▶ _STORED ROWS_:
※ ※ ※

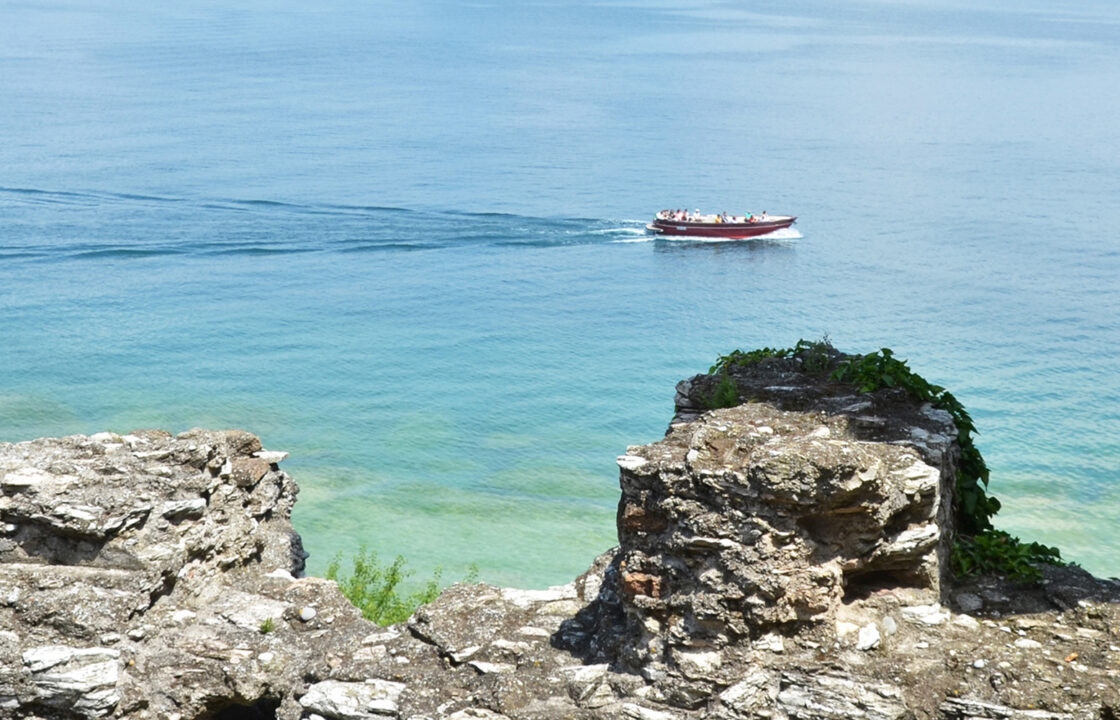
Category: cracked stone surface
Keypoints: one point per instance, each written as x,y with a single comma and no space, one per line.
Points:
785,559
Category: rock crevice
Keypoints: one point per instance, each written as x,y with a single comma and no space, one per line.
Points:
784,559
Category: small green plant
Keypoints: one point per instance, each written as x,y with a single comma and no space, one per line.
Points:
868,373
375,589
980,548
997,551
725,395
745,360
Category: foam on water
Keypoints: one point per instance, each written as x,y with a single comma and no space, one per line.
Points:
426,274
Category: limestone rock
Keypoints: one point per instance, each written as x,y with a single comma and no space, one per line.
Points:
785,559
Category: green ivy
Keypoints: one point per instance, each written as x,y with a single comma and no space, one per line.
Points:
997,551
980,548
874,371
375,589
725,395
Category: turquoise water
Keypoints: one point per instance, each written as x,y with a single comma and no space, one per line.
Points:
404,243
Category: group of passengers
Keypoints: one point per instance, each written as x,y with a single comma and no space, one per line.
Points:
722,217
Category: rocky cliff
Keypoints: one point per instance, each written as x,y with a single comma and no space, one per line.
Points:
782,559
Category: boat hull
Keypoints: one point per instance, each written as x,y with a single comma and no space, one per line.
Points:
729,231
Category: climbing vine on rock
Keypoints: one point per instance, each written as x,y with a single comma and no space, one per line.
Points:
981,548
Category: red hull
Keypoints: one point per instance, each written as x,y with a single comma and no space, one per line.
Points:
730,231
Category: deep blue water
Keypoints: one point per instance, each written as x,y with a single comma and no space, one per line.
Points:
403,241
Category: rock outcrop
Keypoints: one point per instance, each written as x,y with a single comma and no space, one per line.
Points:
783,559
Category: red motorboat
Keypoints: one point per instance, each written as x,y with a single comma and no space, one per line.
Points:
728,226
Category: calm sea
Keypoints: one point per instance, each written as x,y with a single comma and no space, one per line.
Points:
403,241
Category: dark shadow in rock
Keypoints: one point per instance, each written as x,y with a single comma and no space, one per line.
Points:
263,709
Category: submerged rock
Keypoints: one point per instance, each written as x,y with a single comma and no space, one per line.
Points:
785,559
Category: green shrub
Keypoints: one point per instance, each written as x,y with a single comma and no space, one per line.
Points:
375,589
725,395
997,551
980,548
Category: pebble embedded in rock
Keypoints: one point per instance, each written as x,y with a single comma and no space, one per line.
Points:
868,637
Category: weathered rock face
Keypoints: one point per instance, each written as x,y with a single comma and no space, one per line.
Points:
785,559
755,520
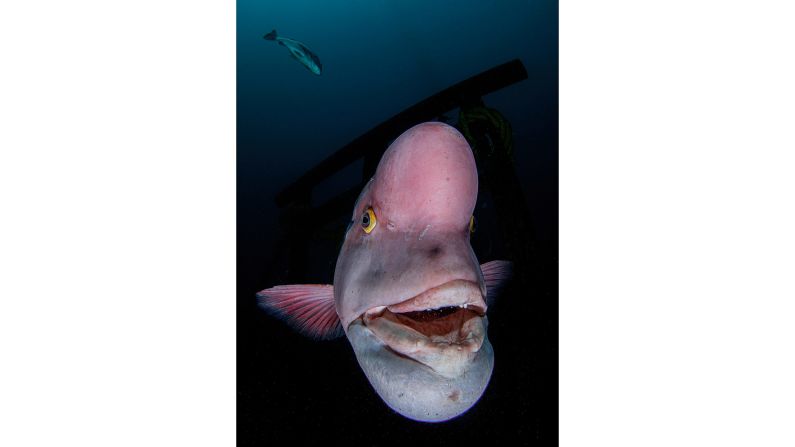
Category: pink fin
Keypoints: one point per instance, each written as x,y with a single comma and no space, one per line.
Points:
495,275
308,308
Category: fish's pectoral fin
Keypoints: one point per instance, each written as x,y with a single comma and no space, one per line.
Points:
495,274
308,308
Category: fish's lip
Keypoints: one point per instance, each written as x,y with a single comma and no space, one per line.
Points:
458,292
448,353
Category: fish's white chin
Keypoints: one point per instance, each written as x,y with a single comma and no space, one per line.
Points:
414,389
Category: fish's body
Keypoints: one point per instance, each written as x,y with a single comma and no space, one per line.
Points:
298,51
408,290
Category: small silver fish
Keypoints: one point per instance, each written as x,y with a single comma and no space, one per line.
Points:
299,51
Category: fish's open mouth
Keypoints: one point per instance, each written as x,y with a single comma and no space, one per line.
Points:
442,328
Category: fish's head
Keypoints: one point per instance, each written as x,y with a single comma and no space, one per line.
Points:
408,288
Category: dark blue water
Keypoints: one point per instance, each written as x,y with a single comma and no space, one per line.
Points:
380,57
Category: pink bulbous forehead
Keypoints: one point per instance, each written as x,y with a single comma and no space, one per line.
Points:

※ ※ ※

▶ _DO THIS_: Leave the images out and output the remaining material exactly as it stands.

▶ _COMPLETED EXERCISE_:
Category: cracked stone surface
Keypoints: one point per instance, each written as x,y with a single comma and no space, one per line.
Points:
785,559
Category: rock crevice
Keypoints: one point per instance, each written as x,y with a single comma and no space, one per line.
Points:
784,559
Category: small green plant
Keypoints: one point per instance, each written as x,y with a single comma and no space, one per line.
Points:
868,373
375,589
980,548
997,551
725,395
745,360
Category: foam on water
Keypoints: one point per instance, each written as x,y with a single comma and no space, one per line.
Points:
426,274
Category: limestone rock
Keypoints: one point per instance, each written as x,y with a single comma and no space, one per line.
Points:
785,559
Category: green ivy
Keypoints: one point per instance, each written as x,y with a single comma and no space, one per line.
Points:
997,551
980,548
874,371
375,589
725,395
Category: turquoise water
Keypoints: one point per instance, each written as x,y with a single comma and no space, one per line.
Points:
404,243
Category: group of passengers
Keypoints: one point per instance, each written as x,y with a single comma and no space, one per line.
Points:
722,217
Category: rocky cliff
Keypoints: one point per instance, each written as x,y with a single comma and no space, one per line.
Points:
782,559
Category: boat hull
Keypoints: one point per instance, each written as x,y with a single comma and no space, one per line.
Points:
729,231
Category: climbing vine on rock
Keypoints: one point per instance, each written as x,y with a single comma and no space, one per line.
Points:
981,548
Category: red hull
Keypoints: one point per instance, each written as x,y with a single comma and no space, one per line.
Points:
730,231
Category: deep blue water
Keypoints: one point per instance, each written as x,y with a single comma and no space, one per line.
Points:
403,241
Category: rock outcrop
Keypoints: one point per instance, each written as x,y with a single comma and no space, one per line.
Points:
783,559
Category: red motorboat
Keypoints: one point per instance, each written as x,y with a single comma and no space, one per line.
Points:
728,226
Category: calm sea
Keypoints: one point per instance, each written as x,y with a single comma and no space, one per line.
Points:
403,241
Category: dark shadow in rock
Keypoints: one point per instance, each written as x,y with a single comma and no space, one per line.
Points:
263,709
Category: submerged rock
Keypoints: one point per instance, each written as x,y with a single comma and no space, one per line.
Points:
785,559
Category: green shrub
Keypoints: one point per instance, each written as x,y with a single comma and no space, one per line.
Points:
375,589
725,395
997,551
980,548
Category: pebble embedded in rock
Keypoints: one point per instance, each written as x,y with a single comma and no space, one per line.
Points:
868,637
Category: weathered rock face
Keypoints: one point per instance, each written as x,y with a single comma and no space, one per line.
Points:
785,559
755,520
Category: pink fin
Keypoints: one point per instance, each written as x,y with a single comma and no space, one per line.
Points:
495,275
308,308
Category: fish's pectoral fin
Keypoints: one point per instance, each written as x,y with a single comma and no space, one per line.
Points:
495,274
308,308
Category: fish's lip
Keypoints: one point per instance, each written as x,y with a single comma and no space, one per line.
Points:
458,292
448,353
Category: fish's white chin
Keypoints: one point per instance, each written as x,y with a single comma and no space, one per line.
Points:
414,389
Category: fish's body
Keypoints: one point per instance, each written as x,y with a single comma and no space, one per line.
Points:
298,51
408,290
Category: small silver fish
Keypoints: one point per instance, each written as x,y with a single comma and no space, one per line.
Points:
299,51
Category: fish's open mouth
Keypoints: one point per instance, each written as x,y with a single comma and no space, one per line.
Points:
442,328
Category: fish's head
Keypoints: one point per instance, each written as x,y with a single comma and no space, one per line.
Points:
408,288
Category: dark blue water
Keypoints: one point per instance, each written as x,y with a single comma and no space, one per line.
Points:
380,57
Category: pink bulbous forehead
Keypoints: one point per instance, each written as x,y with a single comma and no space, one per line.
Points:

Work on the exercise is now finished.